== Exercise ==
Only lines that contain the word "white" belong in the answer; copy them from the records below.

== Exercise data ==

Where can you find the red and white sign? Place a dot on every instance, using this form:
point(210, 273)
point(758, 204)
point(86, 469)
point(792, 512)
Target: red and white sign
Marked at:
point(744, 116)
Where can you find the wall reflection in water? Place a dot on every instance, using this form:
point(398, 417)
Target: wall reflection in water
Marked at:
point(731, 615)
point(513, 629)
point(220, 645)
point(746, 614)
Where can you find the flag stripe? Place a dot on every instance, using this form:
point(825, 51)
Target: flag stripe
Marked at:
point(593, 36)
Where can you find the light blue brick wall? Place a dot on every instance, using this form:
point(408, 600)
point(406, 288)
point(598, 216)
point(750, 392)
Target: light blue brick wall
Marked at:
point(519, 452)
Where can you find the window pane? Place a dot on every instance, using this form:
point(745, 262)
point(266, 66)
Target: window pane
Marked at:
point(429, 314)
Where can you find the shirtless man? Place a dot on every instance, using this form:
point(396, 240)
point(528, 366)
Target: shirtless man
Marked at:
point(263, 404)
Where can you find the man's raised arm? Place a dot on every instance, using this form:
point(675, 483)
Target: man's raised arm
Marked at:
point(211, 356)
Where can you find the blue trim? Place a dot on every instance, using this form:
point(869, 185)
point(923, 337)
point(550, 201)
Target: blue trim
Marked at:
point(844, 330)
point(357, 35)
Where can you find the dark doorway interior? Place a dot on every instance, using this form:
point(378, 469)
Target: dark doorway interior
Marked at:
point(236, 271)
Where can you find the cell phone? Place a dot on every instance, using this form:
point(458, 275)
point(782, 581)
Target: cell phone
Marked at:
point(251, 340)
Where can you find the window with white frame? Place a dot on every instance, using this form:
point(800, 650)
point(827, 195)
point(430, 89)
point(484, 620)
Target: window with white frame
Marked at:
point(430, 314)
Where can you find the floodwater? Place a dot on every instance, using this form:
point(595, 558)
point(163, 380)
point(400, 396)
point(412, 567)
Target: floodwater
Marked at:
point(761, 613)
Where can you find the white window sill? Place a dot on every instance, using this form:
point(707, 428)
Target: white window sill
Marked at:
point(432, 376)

== Output for this task ==
Where can you find the red and white sign? Place a dot on every instance, using this form:
Target: red and white sign
Where can you find the window with white frame? Place a dot on every instance, using this form:
Target: window with white frame
Where can you find the white window sill? Place a dot on every instance, using this form:
Target: white window sill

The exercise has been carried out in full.